[start]

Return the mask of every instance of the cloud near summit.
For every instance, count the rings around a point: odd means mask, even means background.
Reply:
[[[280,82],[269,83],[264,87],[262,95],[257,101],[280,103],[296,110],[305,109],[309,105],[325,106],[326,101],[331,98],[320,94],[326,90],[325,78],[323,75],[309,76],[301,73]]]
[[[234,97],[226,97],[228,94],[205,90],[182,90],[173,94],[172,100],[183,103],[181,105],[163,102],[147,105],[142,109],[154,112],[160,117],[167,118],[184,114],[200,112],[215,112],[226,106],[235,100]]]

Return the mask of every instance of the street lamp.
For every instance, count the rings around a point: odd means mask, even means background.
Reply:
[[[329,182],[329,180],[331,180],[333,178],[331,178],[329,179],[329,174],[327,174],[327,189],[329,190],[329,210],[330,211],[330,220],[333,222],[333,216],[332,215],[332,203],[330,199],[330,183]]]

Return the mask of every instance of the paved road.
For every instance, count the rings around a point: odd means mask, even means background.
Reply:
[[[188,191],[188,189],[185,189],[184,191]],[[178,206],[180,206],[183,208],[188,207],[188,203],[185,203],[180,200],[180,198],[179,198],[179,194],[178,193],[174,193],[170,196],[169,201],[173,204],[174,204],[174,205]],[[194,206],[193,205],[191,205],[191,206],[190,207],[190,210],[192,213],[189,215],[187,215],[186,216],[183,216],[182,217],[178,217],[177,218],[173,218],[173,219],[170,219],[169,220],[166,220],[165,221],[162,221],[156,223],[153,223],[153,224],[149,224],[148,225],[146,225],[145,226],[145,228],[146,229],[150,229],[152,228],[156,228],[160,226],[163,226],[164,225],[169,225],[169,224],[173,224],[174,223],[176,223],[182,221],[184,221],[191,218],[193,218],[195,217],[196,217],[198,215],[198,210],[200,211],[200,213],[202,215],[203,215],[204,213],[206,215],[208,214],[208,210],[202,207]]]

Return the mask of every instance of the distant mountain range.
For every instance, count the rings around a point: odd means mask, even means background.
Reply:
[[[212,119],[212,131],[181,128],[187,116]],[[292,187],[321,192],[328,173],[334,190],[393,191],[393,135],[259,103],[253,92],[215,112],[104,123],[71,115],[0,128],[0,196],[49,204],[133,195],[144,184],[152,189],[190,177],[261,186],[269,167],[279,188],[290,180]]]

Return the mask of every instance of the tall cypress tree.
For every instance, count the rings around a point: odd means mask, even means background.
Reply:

[end]

Task:
Copy out every line of the rows above verbatim, without changing anything.

Expected answer:
Return the mask of every instance of the cloud near summit.
For every instance, count the rings around a point: odd means mask, even means background.
Reply:
[[[280,82],[269,83],[264,87],[262,95],[257,101],[280,103],[296,110],[305,109],[309,105],[325,106],[326,101],[331,98],[320,94],[326,90],[325,78],[323,75],[309,76],[301,73]]]
[[[234,97],[226,97],[228,94],[205,90],[182,90],[173,94],[172,100],[183,103],[181,105],[163,102],[147,105],[142,109],[154,112],[160,117],[167,118],[184,114],[200,112],[215,112],[226,106],[235,100]]]

Return the mask of every instance of the street lamp.
For every instance, count the rings around a point: odd means mask, even means background.
Reply:
[[[329,182],[329,180],[331,180],[333,178],[331,178],[329,179],[329,174],[327,174],[327,189],[329,190],[329,210],[330,211],[330,220],[333,222],[333,216],[332,215],[332,203],[330,199],[330,183]]]

Return the mask of every instance of the paved road.
For every instance, count the rings around a point: odd means mask, even means background.
Reply:
[[[188,191],[188,189],[185,189],[184,191]],[[178,206],[180,206],[183,208],[188,207],[188,203],[185,203],[180,200],[180,198],[179,198],[179,194],[178,193],[174,193],[170,196],[169,201],[173,204],[174,204],[174,205]],[[194,206],[193,205],[191,205],[191,206],[190,207],[190,210],[192,213],[189,215],[187,215],[186,216],[183,216],[182,217],[178,217],[177,218],[173,218],[173,219],[170,219],[169,220],[166,220],[165,221],[162,221],[156,223],[153,223],[153,224],[149,224],[148,225],[146,225],[145,226],[145,228],[146,229],[150,229],[152,228],[156,228],[160,226],[163,226],[164,225],[169,225],[169,224],[173,224],[174,223],[176,223],[182,221],[184,221],[191,218],[193,218],[195,217],[196,217],[198,215],[198,210],[200,211],[200,213],[202,215],[203,215],[204,213],[206,215],[208,214],[208,210],[202,207]]]

Return the mask of every instance of the distant mountain range.
For every instance, count the rings around a point: odd means mask, even means background.
Reply:
[[[212,119],[212,131],[181,128],[187,116]],[[292,187],[321,192],[328,173],[334,190],[393,191],[393,135],[259,103],[253,92],[215,112],[104,123],[71,115],[0,128],[0,196],[49,204],[133,195],[144,184],[152,189],[190,177],[261,186],[269,167],[279,188],[290,180]]]

Return the mask of every instance of the tall cypress tree.
For every instance, count the rings around a point: odd means mask, even means background.
Reply:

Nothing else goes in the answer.